Problem details :: Give back exactly the lines of the data below, starting with the line that has "Expected output, for every instance of the taillight, the" and going on through the line that has "Expected output, for every instance of the chrome muffler, the".

Point-per-instance localization data

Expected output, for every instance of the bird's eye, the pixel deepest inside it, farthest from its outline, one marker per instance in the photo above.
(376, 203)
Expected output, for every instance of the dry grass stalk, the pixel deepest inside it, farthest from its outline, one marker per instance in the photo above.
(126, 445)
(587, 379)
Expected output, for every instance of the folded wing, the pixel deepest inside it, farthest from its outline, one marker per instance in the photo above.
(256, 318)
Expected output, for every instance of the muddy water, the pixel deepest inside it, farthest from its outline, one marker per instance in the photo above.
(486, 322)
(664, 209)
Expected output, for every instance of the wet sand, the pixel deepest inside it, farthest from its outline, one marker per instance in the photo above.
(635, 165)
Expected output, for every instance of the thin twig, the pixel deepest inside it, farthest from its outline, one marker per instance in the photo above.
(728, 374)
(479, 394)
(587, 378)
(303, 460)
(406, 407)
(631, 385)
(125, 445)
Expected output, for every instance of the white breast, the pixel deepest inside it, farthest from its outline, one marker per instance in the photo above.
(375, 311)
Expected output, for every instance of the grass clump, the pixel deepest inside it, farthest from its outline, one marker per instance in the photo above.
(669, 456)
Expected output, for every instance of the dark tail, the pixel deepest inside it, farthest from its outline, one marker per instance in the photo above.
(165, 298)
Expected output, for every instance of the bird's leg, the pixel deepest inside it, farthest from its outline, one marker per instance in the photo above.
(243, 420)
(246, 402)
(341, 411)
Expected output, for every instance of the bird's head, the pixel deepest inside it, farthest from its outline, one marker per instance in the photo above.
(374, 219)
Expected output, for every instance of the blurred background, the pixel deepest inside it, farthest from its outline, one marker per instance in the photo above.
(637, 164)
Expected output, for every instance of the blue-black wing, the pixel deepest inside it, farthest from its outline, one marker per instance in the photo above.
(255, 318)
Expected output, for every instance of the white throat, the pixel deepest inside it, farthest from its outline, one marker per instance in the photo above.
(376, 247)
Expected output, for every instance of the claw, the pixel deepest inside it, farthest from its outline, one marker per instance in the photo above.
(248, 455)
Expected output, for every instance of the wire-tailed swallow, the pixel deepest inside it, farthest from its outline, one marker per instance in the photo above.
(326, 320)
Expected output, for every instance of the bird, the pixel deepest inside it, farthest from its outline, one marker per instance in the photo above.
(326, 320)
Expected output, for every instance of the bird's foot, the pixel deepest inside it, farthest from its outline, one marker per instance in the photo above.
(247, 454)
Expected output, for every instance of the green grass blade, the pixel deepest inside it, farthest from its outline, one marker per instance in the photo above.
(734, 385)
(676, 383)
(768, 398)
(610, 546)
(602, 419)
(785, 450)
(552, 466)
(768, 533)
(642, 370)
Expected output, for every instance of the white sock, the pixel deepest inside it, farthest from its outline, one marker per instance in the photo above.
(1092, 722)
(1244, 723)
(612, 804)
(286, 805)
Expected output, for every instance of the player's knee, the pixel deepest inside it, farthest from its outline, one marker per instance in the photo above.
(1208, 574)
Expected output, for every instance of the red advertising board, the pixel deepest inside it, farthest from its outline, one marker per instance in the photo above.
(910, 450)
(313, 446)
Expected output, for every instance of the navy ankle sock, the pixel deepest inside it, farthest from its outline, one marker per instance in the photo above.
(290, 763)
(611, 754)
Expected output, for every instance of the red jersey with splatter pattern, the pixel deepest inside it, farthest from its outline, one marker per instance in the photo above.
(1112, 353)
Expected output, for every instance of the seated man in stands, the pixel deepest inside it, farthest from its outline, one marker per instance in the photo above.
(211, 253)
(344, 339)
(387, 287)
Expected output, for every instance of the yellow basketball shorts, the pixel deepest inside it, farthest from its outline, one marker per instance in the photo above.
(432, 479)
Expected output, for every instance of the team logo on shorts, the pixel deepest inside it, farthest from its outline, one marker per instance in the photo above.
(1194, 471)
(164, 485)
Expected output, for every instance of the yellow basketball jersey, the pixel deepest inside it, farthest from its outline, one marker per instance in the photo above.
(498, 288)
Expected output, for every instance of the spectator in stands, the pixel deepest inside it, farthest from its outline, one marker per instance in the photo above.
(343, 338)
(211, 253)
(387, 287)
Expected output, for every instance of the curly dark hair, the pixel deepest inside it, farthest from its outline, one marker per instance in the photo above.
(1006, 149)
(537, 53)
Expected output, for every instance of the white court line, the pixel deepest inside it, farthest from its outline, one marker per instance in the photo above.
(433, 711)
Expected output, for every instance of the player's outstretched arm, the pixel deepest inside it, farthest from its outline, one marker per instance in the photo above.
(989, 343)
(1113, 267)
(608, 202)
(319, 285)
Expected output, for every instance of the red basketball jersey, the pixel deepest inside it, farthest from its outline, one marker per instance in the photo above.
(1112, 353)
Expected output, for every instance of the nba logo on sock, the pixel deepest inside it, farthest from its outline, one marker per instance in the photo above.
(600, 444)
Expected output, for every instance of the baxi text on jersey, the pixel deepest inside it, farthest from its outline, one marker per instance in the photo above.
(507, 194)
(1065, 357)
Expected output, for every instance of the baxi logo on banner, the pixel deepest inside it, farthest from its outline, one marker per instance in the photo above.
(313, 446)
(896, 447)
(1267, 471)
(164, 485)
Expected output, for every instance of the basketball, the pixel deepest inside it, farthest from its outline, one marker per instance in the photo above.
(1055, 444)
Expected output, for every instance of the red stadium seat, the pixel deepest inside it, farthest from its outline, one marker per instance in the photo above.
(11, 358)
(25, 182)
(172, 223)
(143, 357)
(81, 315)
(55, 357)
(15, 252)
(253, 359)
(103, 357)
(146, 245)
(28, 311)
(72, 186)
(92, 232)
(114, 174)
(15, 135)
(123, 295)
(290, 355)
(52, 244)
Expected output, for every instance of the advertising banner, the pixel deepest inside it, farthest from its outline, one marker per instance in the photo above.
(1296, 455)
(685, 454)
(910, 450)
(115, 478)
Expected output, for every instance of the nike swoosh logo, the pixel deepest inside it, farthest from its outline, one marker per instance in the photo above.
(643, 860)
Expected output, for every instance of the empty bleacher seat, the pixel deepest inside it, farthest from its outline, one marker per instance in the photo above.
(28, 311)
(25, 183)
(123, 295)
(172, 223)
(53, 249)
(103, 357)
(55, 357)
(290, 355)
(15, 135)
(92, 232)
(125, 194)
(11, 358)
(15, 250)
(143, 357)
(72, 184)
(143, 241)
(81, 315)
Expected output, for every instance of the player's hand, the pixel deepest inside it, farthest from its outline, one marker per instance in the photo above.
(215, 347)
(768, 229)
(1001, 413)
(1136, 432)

...

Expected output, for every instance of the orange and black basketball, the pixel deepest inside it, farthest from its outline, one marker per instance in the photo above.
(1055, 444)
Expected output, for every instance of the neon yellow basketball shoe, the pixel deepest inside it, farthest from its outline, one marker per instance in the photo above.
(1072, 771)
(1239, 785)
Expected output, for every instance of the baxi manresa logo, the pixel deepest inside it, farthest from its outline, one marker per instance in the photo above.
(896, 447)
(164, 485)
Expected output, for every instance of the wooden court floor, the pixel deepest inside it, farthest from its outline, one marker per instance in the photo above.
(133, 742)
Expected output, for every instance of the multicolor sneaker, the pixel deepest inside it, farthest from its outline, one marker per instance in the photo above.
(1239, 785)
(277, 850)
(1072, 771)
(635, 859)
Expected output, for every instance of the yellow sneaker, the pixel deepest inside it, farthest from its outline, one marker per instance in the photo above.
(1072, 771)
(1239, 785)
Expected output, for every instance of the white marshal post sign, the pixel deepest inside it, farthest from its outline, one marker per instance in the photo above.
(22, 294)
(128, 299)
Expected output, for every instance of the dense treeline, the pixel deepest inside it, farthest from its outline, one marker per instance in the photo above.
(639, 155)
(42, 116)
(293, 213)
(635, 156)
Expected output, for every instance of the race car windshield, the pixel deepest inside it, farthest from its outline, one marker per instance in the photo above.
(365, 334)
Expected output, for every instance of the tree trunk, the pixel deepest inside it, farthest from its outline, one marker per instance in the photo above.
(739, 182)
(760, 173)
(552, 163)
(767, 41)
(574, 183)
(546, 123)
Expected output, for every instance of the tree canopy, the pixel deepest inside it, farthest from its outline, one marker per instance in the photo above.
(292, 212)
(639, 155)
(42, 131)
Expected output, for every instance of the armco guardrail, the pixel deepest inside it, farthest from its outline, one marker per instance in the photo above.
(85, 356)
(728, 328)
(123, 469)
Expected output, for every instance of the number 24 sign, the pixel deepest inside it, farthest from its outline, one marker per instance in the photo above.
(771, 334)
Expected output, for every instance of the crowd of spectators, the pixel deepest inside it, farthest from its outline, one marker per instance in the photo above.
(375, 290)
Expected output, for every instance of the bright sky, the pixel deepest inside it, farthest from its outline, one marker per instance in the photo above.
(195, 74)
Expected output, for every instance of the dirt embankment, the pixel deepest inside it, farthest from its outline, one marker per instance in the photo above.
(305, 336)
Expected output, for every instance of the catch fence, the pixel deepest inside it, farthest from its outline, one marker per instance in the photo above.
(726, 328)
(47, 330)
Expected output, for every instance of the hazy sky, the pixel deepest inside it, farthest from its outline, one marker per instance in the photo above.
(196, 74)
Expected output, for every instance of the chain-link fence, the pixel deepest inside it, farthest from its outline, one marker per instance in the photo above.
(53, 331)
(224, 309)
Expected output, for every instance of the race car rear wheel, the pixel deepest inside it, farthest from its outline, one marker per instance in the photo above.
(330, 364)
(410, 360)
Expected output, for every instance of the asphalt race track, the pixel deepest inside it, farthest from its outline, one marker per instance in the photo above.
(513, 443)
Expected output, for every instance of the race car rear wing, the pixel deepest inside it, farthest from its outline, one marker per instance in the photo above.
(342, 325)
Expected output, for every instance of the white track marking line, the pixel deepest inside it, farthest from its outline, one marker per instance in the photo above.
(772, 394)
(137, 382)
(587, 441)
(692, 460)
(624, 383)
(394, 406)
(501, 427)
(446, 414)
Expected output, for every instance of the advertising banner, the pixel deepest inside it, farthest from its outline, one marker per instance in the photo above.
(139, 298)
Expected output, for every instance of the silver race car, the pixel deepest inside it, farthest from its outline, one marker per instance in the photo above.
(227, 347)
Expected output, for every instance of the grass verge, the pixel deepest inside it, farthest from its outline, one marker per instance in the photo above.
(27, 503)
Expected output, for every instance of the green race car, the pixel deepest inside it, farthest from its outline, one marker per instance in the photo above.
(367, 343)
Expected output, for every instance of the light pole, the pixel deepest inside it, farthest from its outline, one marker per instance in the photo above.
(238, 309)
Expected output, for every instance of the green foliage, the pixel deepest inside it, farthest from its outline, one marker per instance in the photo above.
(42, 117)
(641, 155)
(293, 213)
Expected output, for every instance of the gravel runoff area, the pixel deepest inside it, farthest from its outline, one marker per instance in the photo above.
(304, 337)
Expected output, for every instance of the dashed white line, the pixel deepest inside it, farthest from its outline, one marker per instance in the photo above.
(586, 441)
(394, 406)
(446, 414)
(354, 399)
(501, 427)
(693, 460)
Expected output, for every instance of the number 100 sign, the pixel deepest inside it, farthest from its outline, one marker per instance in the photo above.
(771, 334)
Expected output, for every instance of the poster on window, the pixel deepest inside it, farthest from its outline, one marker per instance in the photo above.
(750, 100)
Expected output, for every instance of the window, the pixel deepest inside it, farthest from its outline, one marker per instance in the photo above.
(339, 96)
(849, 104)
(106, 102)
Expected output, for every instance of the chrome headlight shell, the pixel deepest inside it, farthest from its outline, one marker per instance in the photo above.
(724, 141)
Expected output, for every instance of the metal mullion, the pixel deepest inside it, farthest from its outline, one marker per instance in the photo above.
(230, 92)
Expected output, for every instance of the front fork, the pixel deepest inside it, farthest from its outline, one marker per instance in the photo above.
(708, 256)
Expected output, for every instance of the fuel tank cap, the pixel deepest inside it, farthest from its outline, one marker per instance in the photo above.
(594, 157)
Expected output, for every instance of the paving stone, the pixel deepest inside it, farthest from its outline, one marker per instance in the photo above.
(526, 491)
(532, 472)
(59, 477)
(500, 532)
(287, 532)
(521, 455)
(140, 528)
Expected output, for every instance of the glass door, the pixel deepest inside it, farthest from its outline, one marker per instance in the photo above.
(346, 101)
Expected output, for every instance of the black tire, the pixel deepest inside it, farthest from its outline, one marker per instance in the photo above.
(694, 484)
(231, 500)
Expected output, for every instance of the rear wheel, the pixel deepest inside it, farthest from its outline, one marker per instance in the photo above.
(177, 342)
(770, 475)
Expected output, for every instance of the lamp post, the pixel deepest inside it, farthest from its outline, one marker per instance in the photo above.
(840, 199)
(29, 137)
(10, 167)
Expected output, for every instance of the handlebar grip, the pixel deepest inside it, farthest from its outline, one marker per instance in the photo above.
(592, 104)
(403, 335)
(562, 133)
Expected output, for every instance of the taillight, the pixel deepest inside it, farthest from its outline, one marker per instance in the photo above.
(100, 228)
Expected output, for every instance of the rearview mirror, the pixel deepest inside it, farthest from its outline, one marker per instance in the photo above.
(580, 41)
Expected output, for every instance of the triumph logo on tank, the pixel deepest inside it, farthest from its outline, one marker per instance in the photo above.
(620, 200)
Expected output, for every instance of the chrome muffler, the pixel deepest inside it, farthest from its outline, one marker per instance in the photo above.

---

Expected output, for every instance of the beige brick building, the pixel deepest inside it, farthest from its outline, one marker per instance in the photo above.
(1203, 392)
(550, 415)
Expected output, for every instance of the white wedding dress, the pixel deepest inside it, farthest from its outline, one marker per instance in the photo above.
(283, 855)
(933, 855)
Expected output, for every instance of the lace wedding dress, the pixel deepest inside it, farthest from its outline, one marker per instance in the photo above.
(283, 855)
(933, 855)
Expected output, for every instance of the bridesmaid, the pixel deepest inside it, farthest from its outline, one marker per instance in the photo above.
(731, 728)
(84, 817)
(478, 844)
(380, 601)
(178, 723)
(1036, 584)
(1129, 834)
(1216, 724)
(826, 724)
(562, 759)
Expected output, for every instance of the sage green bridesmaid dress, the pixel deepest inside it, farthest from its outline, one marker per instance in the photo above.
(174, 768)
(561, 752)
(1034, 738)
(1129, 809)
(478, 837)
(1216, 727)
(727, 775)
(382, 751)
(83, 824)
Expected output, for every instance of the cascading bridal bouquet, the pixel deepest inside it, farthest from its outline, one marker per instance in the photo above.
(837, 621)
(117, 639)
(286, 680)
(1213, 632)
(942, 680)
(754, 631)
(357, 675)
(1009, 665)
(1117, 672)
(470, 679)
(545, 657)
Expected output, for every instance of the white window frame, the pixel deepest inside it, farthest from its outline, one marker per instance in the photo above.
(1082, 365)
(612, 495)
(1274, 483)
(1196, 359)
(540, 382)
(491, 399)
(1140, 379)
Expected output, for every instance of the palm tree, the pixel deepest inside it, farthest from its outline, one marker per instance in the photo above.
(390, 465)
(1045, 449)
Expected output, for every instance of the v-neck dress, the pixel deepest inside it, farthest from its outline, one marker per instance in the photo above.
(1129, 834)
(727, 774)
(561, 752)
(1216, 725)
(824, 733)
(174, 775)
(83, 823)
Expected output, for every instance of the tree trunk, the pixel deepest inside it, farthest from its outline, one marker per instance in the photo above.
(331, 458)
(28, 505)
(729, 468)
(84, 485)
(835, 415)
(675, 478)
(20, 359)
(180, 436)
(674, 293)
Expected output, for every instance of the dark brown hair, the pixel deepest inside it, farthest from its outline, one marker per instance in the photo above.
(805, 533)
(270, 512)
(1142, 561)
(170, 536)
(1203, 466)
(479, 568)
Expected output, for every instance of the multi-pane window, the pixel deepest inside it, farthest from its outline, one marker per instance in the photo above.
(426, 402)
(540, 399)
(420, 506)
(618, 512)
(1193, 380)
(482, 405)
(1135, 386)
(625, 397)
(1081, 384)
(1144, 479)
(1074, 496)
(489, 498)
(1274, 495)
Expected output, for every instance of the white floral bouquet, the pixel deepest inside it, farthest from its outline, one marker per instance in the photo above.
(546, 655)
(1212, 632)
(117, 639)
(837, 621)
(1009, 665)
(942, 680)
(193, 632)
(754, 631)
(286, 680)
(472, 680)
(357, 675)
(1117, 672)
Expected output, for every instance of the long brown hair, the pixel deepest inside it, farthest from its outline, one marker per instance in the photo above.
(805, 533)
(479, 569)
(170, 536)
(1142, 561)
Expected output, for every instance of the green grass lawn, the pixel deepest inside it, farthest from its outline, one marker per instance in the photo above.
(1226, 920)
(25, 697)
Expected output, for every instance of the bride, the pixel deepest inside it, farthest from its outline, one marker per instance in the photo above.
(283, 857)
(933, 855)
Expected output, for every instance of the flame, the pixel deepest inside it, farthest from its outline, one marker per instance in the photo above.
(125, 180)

Worked solution ::
Expected output, for every instance of the taillight, the pixel deepest inside it, farthest from its outline, one marker per instance in the photo above.
(100, 228)
Expected output, for every instance of the rearview mirror, the pixel deepest inside it, farthest from its outline, one marker per instance in the photo above.
(580, 41)
Expected output, for every instance of the triumph logo on tank, the pixel deepest inside it, farthest from its outline, one marker per instance in the photo above.
(620, 200)
Expected output, for every instance of the chrome muffler, the pixel deepest inside it, farthest from its outline, one marker per instance in the photo above.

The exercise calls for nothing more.